**Extract:**
The remote, impoverished Haitian mountain town of Duchity has a lone physician, and the nearest hospital is a two hour drive away. If someone in Duchity breaks a bone, it’s fixed with a stick wrapped in cloth.
In April, while the town’s physician was on maternity leave, IBJI – Arlington Heights physician Brian Donahue traveled to Duchity as part of a team of volunteers who provided medical care to the town’s residents. Donahue previously had traveled to Haiti to volunteer his help in January, 2010, shortly after a massive earthquake devastated the Caribbean nation, and he returned in 2011.
Donahue made his trip this year as part of a group of volunteers from St. Thomas the Apostle Catholic Church in Naperville, which is a twin parish to one in Duchity. The members of the group, all of whom paid their own way for the trip, also included internists, a pediatric physician assistant, nurses and pharmacy technicians. The team flew into Port Au Prince, the Haitian capital, then drove seven hours into the mountains to reach Duchity.
During his five days in Duchity, Donahue saw between 120 and 150 patients. About half of them were general medicine patients with problems such as hypertension, and the other half were orthopedic patients, for some of whom Donahue performed small procedures.
He provided casts and splints for patients with supplies he brought himself, removed a benign, year-old growth from the foot of a young girl, and removed an external fixator that had been screwed into the leg of another girl for three years. “Now she can walk around without this thing on the front of her legs. She was very happy,” Donahue says.
Donahue plans to return to Haiti at least once a year to continue his volunteer work. “It’s a very rewarding experience. Even though it’s very basic medicine, you’re really helping them out,” he says. “In that sense, it’s medicine at its finest.”

**Assigned task:** Does the text about volunteer medical care in Duchity agree with each statement below? Answer yes or no for each, quoting the deciding words. 1. The nearest hospital to Duchity is a two-hour drive away. 2. The church covered the volunteers' travel costs. 3. Donahue saw more than 200 patients during his time in Duchity.

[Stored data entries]
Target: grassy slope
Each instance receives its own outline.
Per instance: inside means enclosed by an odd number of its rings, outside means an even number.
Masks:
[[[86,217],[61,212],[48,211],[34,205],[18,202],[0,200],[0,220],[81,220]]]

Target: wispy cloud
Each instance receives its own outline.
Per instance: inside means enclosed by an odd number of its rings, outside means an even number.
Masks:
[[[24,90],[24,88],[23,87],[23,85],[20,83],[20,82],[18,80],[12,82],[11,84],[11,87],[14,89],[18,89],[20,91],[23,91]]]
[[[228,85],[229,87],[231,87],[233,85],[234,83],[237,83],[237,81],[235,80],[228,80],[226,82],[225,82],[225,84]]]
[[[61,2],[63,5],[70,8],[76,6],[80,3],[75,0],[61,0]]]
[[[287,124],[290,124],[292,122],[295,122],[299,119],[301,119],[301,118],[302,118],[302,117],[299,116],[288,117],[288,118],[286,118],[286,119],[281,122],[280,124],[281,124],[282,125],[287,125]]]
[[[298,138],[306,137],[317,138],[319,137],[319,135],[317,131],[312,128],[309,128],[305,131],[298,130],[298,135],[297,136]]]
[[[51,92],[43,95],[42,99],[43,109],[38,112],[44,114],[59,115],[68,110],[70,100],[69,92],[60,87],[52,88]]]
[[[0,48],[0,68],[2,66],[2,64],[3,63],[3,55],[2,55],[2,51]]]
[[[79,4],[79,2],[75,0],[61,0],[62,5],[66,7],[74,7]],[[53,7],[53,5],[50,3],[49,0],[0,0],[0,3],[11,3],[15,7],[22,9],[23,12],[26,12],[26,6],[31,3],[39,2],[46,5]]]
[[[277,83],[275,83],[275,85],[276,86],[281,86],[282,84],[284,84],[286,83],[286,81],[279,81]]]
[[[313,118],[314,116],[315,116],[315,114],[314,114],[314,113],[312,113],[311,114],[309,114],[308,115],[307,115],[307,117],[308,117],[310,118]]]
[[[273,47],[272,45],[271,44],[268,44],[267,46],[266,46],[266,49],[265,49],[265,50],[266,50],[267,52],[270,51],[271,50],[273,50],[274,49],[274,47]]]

**Solution to the exercise:**
1. Yes: "the nearest hospital is a two hour drive away"
2. No: "all of whom paid their own way for the trip"
3. No: "Donahue saw between 120 and 150 patients"